Redis latency spikes and the Linux kernel: a few m
Today I was testing Redis latency using m3.medium EC2 instances. I was able to replicate the usual latency spikes during BGSAVE, when the process forks, and the child starts saving the dataset on disk. However something was not as expected
Today I was testing Redis latency using m3.medium EC2 instances. I was able to replicate the usual latency spikes during BGSAVE, when the process forks, and the child starts saving the dataset on disk. However something was not as expected. The spike did not happened because of disk I/O, nor during the fork() call itself.The test was performed with a 1GB of data in memory, with 150k writes per second originating from a different EC2 instance, targeting 5 million keys (evenly distributed). The pipeline was set to 4 commands. This translates to the following command line of redis-benchmark:
./redis-benchmark -P 4 -t set -r 5000000 -n 1000000000
Every time BGSAVE was triggered, I could see ~300 milliseconds latency spikes of unknown origin, since fork was taking 6 milliseconds. Fortunately Redis has a software watchdog feature, that is able to produce a stack trace of the process during a latency event. It’s quite a simple trick but works great: we setup a SIGALRM to be delivered by the kernel. Each time the serverCron() function is called, the scheduled signal is cleared, so actually Redis never receives it if the control returns fast enough to the Redis process. If instead there is a blocking condition, the signal is delivered by the kernel, and the signal handler prints the stack trace.
Instead of getting stack traces with the fork call, the process was always blocked near MOV* operations happening in the context of the parent process just after the fork. I started to develop the theory that Linux was “lazy forking” in some way, and the actual heavy stuff was happening later when memory was accessed and pages had to be copy-on-write-ed.
Next step was to read the fork() implementation of the Linux kernel. What the system call does is indeed to copy all the mapped regions (vm_area_struct structures). However a traditional implementation would also duplicate the PTEs at this point, and this was traditionally performed by copy_page_range(). However something changed… as an optimization years ago: now Linux does not just performs lazy page copying, as most modern kernels. The PTEs are also copied in a lazy way on faults. Here is the top comment of copy_range_range():
* Don't copy ptes where a page fault will fill them correctly.
* Fork becomes much lighter when there are big shared or private
* readonly mappings. The tradeoff is that copy_page_range is more
* efficient than faulting.
──────
• _INSTRUCTIONS_:
**1)** In the post on Redis latency spikes, how long was the fork call taking when BGSAVE was triggered?
**2)** List every option, with its value, that the redis-benchmark command line in the post on Redis latency spikes passes.
**3)** In the post on Redis latency spikes, transcribe the stretch from "Next step was" through "fill them correctly.".

[Source records]
──────
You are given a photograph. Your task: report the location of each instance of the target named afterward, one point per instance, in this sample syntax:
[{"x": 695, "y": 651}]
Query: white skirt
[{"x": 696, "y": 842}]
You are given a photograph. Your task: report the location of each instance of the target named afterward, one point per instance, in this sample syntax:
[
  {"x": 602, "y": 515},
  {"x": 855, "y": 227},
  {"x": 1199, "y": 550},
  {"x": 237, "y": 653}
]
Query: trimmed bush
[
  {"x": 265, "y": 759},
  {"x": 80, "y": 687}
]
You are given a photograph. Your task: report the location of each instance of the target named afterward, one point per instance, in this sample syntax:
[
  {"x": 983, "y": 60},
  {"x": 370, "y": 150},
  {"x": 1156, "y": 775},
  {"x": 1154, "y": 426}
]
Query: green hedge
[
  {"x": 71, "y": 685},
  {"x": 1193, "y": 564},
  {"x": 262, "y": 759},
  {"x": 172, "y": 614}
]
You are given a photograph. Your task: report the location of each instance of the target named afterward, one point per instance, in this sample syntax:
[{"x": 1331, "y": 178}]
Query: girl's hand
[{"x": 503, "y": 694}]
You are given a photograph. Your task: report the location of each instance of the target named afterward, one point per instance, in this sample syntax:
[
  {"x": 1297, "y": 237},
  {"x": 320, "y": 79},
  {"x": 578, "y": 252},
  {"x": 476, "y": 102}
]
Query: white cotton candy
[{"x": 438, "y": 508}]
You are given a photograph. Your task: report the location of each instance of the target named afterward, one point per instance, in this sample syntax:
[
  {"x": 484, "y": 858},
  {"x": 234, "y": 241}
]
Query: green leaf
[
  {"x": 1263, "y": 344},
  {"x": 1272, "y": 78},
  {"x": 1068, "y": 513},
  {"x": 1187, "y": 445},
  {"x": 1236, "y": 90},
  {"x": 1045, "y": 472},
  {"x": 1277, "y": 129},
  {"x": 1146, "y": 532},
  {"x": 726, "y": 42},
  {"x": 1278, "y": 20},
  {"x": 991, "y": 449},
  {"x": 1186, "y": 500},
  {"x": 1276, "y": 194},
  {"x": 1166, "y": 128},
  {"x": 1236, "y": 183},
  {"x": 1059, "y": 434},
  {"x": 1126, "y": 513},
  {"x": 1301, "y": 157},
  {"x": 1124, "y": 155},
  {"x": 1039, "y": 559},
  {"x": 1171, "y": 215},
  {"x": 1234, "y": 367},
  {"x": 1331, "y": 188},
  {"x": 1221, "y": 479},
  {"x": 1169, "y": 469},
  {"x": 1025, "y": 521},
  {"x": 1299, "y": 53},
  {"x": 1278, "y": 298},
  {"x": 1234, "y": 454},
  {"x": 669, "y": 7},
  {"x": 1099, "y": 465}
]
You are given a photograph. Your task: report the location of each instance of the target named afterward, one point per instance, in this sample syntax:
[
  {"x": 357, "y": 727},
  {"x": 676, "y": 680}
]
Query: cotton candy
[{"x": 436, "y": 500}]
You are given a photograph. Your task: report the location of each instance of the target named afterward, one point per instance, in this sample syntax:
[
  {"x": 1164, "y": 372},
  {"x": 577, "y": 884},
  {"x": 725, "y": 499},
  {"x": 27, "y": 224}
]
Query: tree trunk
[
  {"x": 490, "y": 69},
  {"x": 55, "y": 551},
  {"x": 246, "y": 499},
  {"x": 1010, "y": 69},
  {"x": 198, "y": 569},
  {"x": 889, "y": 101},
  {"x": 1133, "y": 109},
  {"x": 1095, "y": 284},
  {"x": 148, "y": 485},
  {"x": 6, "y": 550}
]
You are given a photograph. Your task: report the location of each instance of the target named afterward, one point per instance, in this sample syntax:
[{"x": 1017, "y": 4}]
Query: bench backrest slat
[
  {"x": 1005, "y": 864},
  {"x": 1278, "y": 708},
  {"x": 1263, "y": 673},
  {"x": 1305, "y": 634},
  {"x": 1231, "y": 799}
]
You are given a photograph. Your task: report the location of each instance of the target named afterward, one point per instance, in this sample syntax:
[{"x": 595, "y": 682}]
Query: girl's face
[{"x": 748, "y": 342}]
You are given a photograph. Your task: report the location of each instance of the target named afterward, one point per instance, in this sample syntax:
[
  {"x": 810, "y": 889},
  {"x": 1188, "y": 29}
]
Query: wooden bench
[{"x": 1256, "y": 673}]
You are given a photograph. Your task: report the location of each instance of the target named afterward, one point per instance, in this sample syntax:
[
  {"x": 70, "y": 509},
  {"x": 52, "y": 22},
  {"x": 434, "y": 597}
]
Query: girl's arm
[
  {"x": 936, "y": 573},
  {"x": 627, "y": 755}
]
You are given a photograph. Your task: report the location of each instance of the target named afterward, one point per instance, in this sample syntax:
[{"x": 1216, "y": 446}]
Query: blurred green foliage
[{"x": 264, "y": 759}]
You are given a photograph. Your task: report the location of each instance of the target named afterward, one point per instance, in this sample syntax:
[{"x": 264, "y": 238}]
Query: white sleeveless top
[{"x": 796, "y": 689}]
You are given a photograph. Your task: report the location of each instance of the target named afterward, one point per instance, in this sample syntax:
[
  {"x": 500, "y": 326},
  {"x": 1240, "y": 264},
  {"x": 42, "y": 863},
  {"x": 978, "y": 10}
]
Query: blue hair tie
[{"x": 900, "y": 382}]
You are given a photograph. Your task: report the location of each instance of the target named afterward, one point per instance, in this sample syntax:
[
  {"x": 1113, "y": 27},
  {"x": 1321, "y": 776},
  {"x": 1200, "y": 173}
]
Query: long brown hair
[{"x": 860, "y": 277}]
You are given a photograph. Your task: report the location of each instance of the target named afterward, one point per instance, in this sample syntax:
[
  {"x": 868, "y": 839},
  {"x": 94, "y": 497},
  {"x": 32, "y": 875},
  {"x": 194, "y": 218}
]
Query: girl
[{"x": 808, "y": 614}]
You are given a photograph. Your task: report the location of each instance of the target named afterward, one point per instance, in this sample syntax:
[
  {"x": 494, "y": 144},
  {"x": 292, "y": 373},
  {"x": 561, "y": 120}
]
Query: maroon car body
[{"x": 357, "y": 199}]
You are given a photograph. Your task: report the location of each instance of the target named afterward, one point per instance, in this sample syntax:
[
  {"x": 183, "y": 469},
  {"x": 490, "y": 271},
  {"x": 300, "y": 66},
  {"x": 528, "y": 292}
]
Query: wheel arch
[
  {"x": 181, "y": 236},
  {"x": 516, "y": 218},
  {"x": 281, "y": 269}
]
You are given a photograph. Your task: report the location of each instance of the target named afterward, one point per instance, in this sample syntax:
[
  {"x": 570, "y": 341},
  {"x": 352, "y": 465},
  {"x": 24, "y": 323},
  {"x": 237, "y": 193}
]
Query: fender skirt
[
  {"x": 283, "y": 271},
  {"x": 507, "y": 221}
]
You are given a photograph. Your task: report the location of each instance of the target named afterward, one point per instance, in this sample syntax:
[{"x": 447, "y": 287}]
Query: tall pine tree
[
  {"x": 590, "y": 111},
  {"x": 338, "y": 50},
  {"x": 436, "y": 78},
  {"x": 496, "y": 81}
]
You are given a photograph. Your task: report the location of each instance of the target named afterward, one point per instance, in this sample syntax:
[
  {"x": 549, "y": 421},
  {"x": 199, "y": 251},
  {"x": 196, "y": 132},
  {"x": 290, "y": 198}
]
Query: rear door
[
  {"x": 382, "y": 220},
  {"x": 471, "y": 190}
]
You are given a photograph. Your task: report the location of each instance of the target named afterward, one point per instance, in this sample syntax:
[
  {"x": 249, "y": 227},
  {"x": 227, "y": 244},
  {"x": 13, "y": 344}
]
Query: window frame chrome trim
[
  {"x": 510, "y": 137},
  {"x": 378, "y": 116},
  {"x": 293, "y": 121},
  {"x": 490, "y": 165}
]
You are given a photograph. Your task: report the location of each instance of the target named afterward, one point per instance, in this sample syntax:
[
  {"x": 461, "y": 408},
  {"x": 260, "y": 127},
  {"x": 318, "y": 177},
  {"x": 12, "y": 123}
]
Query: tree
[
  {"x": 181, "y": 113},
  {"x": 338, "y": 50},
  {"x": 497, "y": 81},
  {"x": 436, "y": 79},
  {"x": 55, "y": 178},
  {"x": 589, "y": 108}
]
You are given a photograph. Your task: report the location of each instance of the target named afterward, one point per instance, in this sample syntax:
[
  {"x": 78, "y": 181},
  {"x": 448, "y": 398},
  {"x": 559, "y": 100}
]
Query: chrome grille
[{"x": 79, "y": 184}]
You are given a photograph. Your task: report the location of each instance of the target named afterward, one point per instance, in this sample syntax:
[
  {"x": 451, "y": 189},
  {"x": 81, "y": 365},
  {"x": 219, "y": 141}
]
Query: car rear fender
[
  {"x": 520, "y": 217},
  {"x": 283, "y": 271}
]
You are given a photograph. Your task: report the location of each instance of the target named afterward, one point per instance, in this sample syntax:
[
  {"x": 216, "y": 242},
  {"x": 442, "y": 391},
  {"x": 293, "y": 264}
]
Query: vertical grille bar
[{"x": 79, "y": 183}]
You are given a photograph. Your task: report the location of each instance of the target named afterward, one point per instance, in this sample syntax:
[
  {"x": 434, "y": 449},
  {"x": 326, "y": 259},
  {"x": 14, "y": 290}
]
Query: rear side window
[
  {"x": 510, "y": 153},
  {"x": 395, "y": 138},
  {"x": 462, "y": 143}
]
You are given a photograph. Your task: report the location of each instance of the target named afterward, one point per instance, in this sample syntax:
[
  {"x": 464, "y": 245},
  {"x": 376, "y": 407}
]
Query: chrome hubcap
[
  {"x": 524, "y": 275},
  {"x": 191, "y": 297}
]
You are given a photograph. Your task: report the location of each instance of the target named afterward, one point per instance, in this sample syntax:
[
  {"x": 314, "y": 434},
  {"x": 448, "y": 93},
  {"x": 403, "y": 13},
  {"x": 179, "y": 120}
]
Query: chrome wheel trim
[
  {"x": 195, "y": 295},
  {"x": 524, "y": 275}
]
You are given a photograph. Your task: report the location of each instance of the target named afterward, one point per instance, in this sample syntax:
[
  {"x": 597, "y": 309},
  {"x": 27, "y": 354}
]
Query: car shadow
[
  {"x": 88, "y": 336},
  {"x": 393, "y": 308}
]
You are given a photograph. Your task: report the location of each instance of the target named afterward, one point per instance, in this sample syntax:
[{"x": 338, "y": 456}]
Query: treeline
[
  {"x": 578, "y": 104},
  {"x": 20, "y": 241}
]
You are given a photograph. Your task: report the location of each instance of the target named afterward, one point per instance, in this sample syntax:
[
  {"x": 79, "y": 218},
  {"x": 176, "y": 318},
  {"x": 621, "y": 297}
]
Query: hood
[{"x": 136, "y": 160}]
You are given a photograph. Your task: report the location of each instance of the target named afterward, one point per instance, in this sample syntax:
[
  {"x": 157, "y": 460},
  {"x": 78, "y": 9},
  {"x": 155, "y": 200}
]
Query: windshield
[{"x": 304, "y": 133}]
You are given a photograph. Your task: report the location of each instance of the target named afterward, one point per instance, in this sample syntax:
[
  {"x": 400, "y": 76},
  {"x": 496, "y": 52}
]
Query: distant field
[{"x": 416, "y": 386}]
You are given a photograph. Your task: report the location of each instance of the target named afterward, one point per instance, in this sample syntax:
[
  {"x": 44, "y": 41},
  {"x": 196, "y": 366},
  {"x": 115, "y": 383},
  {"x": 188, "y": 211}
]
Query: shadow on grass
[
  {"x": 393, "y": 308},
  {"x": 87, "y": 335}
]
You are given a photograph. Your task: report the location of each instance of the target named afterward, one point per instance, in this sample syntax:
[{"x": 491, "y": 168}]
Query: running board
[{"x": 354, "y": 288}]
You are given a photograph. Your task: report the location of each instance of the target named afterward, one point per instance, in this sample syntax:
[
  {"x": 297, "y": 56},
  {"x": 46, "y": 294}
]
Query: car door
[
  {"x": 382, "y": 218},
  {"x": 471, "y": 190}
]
──────
• _SOLUTIONS BELOW_:
**1)** 6 milliseconds.

**2)** -P 4, -t set, -r 5000000, -n 1000000000

**3)**
Next step was to read the fork() implementation of the Linux kernel. What the system call does is indeed to copy all the mapped regions (vm_area_struct structures). However a traditional implementation would also duplicate the PTEs at this point, and this was traditionally performed by copy_page_range(). However something changed… as an optimization years ago: now Linux does not just performs lazy page copying, as most modern kernels. The PTEs are also copied in a lazy way on faults. Here is the top comment of copy_range_range():
* Don't copy ptes where a page fault will fill them correctly.